What this task involves:
From the notes on plants, extract the part that opens with the words "3  Although this" and closes with "of the place.", copying it word for word.

Quoted passage:
2  I mention this plant not because it is rare, but because it has given a proper name to some places in Scotland; as Blawart-hill in the parish of Renfrew. 
3  Although this useful plant grows abundantly in Rutherglen, Cambuslang, Blantyre and some other neighbouring parishes; yet I could not find, in all the parish of Kilbride, more than a specimen or two. The scarcity is probably owing to the exposed situation of the place. 
4  Dr. Borlase (Hist. Cornw. p. 230.) says, “that this plant is extremely hurtful to sheep that feed upon it, and of which they eat greedily, wherever they find it. Its hurtful qualities are thought to be owing to an insect, or worm, which, feeding on this herb, lays its eggs on the leaf, and fixes them there by some poisonous gum: the eggs are swallowed with the flower and leaf, and, eluding the menstrua of the stomach, get into the chyle and blood: they are detained in the capillary vessels of the liver, where, meeting with the requisite degree of heat and moisture, they fecundate; the animalcules grow, and there make holes in which several of them lodge together, and feed upon the liver, till it can no longer perform the functions of its station, and the sheep dies. In Cornwall sheep-feeders take all possible care that the sheep may not come near it.”

Information shown:
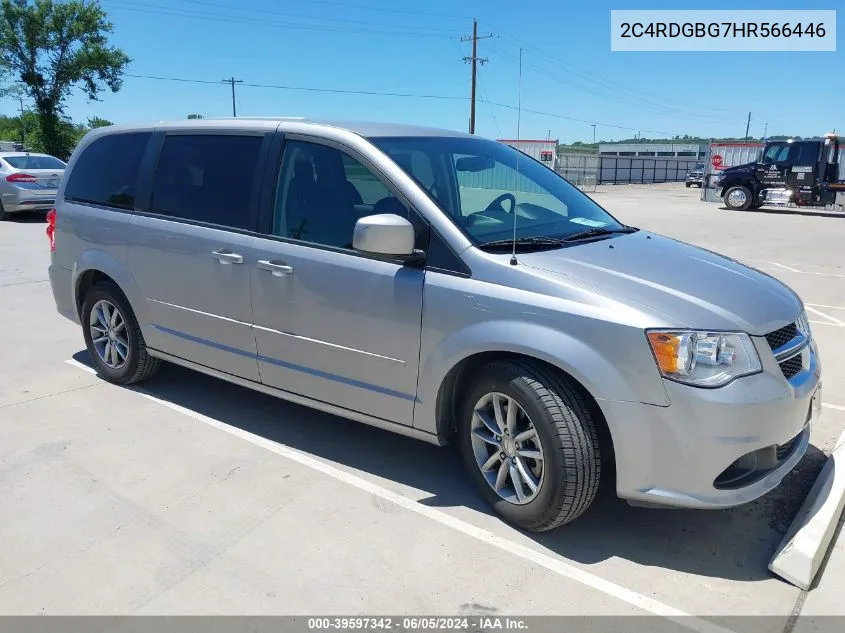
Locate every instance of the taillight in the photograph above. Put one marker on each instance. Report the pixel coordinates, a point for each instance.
(21, 177)
(51, 228)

Output for this exercise:
3  Although this useful plant grows abundantly in Rutherglen, Cambuslang, Blantyre and some other neighbouring parishes; yet I could not find, in all the parish of Kilbride, more than a specimen or two. The scarcity is probably owing to the exposed situation of the place.